* _WORK TO COMPLETE_
Rewrite the forum thread between "It's not my" and "like RADAR systems).", inclusive, putting "technicians" in place of "electricians".

* _PASSAGE_
++++

Plain english (which is my ONLY laungauge, and I still struggle with it at times :nuts works the best for me!


----------



## nj_m715

Man, you make me want to put disclaimers on my blog. I figure if got the tool in your hand than, it's your fault you got hurt. Of course the lawer might not see it that way. I guess I should stop making "how to" articles and start making "How I did" articles.


----------



## labotomi

JeepHammer said:


> .
> 
> I thought the idea was to educate, not show off what you know....
> 
> -------
> 
> Take the ego out of it, and pretend you are talking to 'Electrical Kindergarten' students...


It's not my ego nor am I trying to show off. I'm not out to impress anyone here. I was actually trying to keep it in simple terms. I guess I'm used to being around people who are more familiar with this subject than the people here, so while I was trying to put things in basic terms I just didn't put in into terms for people who are just learning the basics themselves. The basics are a must if you want to understand more complex systems. These books give you a good solid fundamental knowledge of basic electricity.

For anyone looking to learn about basic electricity, I'd recommend the NEETS modules. There books put out by the navy for training electricians. They start with matter, energy, magnetism and progress to motors, generators up to solid state electronics (farther than that actually, but they begin to be application specific like RADAR systems).

They also teach troubleshooting techniques like start your search for the problem at the center of the circuit, decide which side the problem is on then move to the center of that side and repeat these steps until you narrow it down to one function/device.

++++

* _STORED DATA_
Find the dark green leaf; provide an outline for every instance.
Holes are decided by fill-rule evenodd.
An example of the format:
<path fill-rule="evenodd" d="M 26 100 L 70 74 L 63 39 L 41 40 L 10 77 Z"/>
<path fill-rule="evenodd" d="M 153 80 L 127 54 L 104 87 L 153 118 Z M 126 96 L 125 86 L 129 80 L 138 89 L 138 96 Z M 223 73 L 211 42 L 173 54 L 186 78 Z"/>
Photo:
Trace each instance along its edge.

++++

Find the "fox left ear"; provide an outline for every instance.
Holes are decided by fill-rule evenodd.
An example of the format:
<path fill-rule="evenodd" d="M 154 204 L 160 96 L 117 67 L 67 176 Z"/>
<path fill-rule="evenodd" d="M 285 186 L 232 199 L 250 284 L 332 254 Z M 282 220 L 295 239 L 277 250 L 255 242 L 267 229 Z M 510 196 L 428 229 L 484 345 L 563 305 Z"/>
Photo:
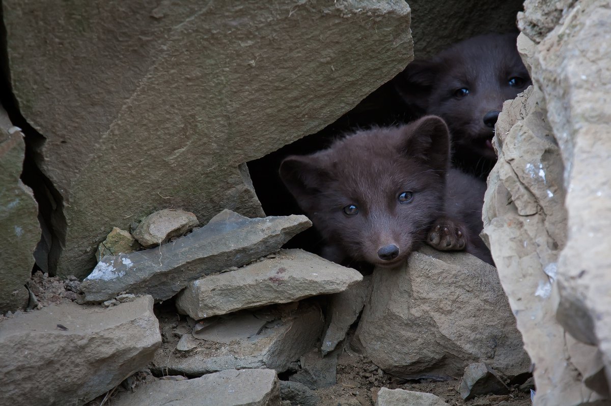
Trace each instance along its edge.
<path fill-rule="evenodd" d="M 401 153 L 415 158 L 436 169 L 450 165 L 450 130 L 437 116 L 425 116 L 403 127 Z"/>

++++

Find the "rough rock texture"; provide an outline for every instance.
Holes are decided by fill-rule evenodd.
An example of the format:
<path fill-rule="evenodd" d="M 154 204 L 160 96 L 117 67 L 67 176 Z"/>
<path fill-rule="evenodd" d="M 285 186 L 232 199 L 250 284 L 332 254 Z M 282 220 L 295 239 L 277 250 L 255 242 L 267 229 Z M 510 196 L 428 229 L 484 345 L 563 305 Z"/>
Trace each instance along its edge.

++++

* _SOLVED EXERCISE_
It's not my ego nor am I trying to show off. I'm not out to impress anyone here. I was actually trying to keep it in simple terms. I guess I'm used to being around people who are more familiar with this subject than the people here, so while I was trying to put things in basic terms I just didn't put in into terms for people who are just learning the basics themselves. The basics are a must if you want to understand more complex systems. These books give you a good solid fundamental knowledge of basic electricity.

For anyone looking to learn about basic electricity, I'd recommend the NEETS modules. There books put out by the navy for training technicians. They start with matter, energy, magnetism and progress to motors, generators up to solid state electronics (farther than that actually, but they begin to be application specific like RADAR systems).